(Data items)
..........
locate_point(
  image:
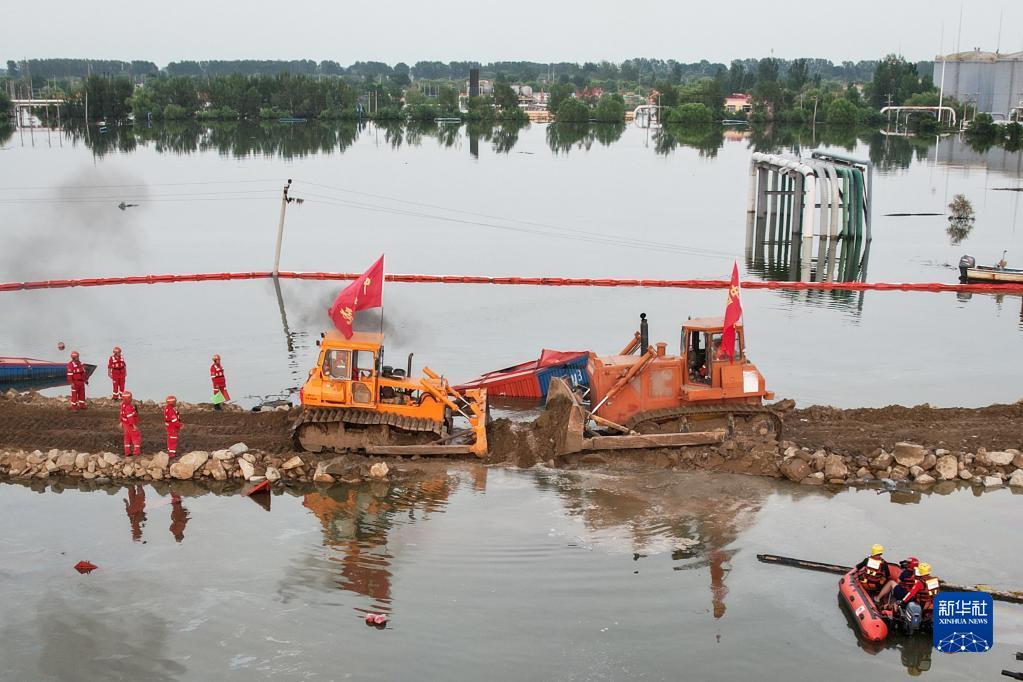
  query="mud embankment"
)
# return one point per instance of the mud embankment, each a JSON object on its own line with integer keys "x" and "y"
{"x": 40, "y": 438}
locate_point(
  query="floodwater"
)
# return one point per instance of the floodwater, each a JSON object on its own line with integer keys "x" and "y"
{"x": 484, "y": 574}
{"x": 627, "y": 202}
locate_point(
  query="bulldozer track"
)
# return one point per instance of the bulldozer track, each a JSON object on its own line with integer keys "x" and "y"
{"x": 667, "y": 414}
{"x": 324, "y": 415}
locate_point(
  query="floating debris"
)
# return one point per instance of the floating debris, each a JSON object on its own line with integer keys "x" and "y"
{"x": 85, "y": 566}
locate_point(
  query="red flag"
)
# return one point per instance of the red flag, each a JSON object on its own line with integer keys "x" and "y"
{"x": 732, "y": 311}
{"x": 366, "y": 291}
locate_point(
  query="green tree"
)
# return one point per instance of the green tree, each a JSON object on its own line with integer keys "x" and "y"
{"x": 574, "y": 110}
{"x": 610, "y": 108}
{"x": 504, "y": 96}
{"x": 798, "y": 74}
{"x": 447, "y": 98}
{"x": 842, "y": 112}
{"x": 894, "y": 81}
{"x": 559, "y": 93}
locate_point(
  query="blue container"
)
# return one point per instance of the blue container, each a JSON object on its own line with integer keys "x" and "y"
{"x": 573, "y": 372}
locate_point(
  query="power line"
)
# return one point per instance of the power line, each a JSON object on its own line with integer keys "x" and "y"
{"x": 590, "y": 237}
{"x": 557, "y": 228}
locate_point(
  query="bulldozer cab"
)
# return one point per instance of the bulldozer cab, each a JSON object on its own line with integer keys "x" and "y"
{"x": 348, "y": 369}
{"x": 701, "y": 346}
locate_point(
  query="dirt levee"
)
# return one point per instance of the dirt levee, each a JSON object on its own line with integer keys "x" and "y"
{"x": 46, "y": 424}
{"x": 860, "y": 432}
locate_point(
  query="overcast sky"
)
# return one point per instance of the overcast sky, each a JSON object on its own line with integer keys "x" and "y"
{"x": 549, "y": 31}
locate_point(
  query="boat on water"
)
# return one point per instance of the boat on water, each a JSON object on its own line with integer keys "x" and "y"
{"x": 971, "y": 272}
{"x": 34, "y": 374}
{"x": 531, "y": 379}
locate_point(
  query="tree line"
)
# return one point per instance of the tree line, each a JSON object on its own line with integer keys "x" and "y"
..........
• TASK
I need the entries printed exactly, with each picture left out.

• SOLUTION TO THE EXERCISE
locate_point(
  image:
  query="mud embankment"
)
# return one point per instance of the mud embankment, each a JSON object on its own line with integer keys "x" and "y"
{"x": 40, "y": 438}
locate_point(
  query="floodwater"
)
# return one point per instance of the floodwater, each a JSON object on its own line with integer keys "x" and "y"
{"x": 484, "y": 574}
{"x": 627, "y": 202}
locate_point(
  query="bulldozer track"
)
# return one point per instance of the bulldozer track, each a JSON object on its own line with integer keys "x" and "y"
{"x": 667, "y": 414}
{"x": 324, "y": 415}
locate_point(
  query="floating debris"
)
# return one point per instance of the floating debris, each a JSON object on its own line with integer keys "x" and "y"
{"x": 85, "y": 566}
locate_point(
  query="red flag"
)
# return one point per instance of the red flag, each a JSON object on its own line with integer keys "x" and "y"
{"x": 732, "y": 311}
{"x": 366, "y": 291}
locate_point(
  query="green tree"
)
# return one point per instance of the green tree, each a JSON object on its own line with integer keys "x" and "y"
{"x": 574, "y": 110}
{"x": 610, "y": 108}
{"x": 504, "y": 96}
{"x": 798, "y": 74}
{"x": 447, "y": 98}
{"x": 842, "y": 112}
{"x": 894, "y": 81}
{"x": 559, "y": 93}
locate_point(
  query="blue container"
)
# return one point per instance of the blue container, each a JSON object on its own line with integer keys "x" and "y"
{"x": 573, "y": 372}
locate_point(
  query="power line"
)
# return one point per instance of the power line, each a JSON object on its own line with integer keys "x" and "y"
{"x": 590, "y": 237}
{"x": 557, "y": 228}
locate_point(
  query="bulldozer cab"
)
# return one point per instance of the bulldozer cab, each a JSON object on its own line with integer keys "x" and "y"
{"x": 348, "y": 369}
{"x": 701, "y": 346}
locate_point(
  query="dirt levee"
)
# return one point per instance of the dirt levee, each a JSON object on its own line with integer keys "x" and "y"
{"x": 46, "y": 424}
{"x": 860, "y": 432}
locate_point(
  query="overcast sky"
)
# return one point per instance of the overcast sky, each a JSON object on its own line with integer keys "x" and "y"
{"x": 549, "y": 31}
locate_point(
  query="boat on water"
)
# return one point per instance of the boat on water, each a JSON object on its own line with integer keys "x" and "y"
{"x": 971, "y": 272}
{"x": 34, "y": 374}
{"x": 531, "y": 379}
locate_point(
  query="tree line"
)
# return one point per instance of the tree line, each a JSON object on its own line with integer keys "x" and "y"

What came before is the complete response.